# [Your tasks]
1) Shorten the paragraph beginning "Residential work can be deeply fulfilling" in the account below, keeping its main facts.
2) Please copy the account below word for word from "The cost of not having positive" to "required by Ofsted.".

My story from child in care to social worker

It was interesting to read of the Howard League’s work on challenging the criminalisation of children in the residential care system, bringing back many childhood memories as a child in care in the ’50s and ’60s and during many years as a social worker.

I recall spending several years as a small child in a children’s home with five other boys, all but one older and bigger than me. Discipline in the home was harsh and any behaviour which upset the staff would result in a good hiding. Complaints were out of the question. I was once told “You tell them if you want, who do you think they’d believe, me or you?”. Nobody ever complained. Also, if we were to get moved from the home, we knew would be sent to the notorious remand home for ‘naughty boys’ and the tales of what happened to boys there were enough to keep us on the straight and narrow. Or at least … to stop us getting caught. As small kids in care, we were not averse to the odd bit of shoplifting and petty theft. Most of us stopped as we grew older. Most of us did not get caught. Those who did risked being moved to the ‘remand home’ where the discipline was ever harsher and the risk of getting involved in more serious crime in later life was increased.

I learned two lessons in that children’s home. One was that the difference between some kids whose care career led them into the criminal justice system and the rest of us was that they got caught – we didn’t. Once labelled as criminal, the system nudged you towards becoming more involved in crime.

The other lesson was that harsh, indeed abusive, discipline did not prevent the kids becoming involved in criminal behaviour. It just made them craftier to ensure they weren’t caught.

Decades later, my work involved me visiting children’s homes across the country. Most were homes that accommodated teenagers. Although many of the homes I visited were deep in rural England, young people all appeared to come from the big cities many miles away. Few if any of the kids I spoke with had chosen to come to the homes from a choice of options or been able to visit before admission. Contact with important others, loved ones, friends and their own community suddenly became very difficult to maintain, and social workers could be very difficult to contact. This could be an immediate source of stress to young people.

For many young people, starting at a new school in a strange environment, where most children knew each other already, and where they are easily identified by their different accent or appearance, and unfamiliar with the curriculum, could be a daunting isolating experience even if they could gain a place, so many might go to the children’s home’s own school instead, further separating them from community life. These stresses are potentially built in by the circumstances before the child has even begun to navigate their new placement.

The cost of not having positive relationships with children can be very high

Residential work can be deeply fulfilling, but it is not given appropriate status, recognition or reward, and many staff rely on sleeping in payments to improve their low wages. Long hours can easily result in exhausted staff. Unless extra payments can be negotiated to improve staffing to support individual children, staffing levels tend to reflect the minimum staffing levels required by Ofsted.

The need for staff to develop positive relationships with children very quickly is one of the unsung residential skills and many staff can do this remarkably well. However, the cost of not having such positive relationships with children can be very high. Managing incidents of angry and potentially aggressive behaviour from young people towards staff or each other call for highly developed interpersonal skills and control of the immediate environment. Such skills take time and training to develop, a luxury that many inexperienced staff do not have.

# [Given data]

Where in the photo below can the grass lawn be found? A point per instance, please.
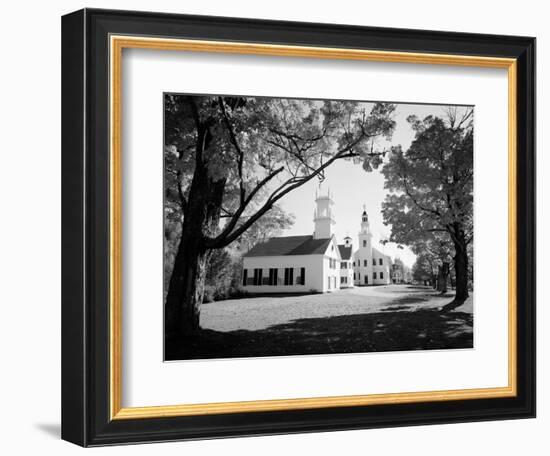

# [Answers to the tasks]
1) Residential work can be deeply fulfilling but lacks appropriate status, recognition and reward. Many staff rely on sleeping-in payments to boost low wages, and long hours can leave them exhausted. Unless extra payments are negotiated to support individual children, staffing usually reflects Ofsted's minimum required levels.

2)
The cost of not having positive relationships with children can be very high

Residential work can be deeply fulfilling, but it is not given appropriate status, recognition or reward, and many staff rely on sleeping in payments to improve their low wages. Long hours can easily result in exhausted staff. Unless extra payments can be negotiated to improve staffing to support individual children, staffing levels tend to reflect the minimum staffing levels required by Ofsted.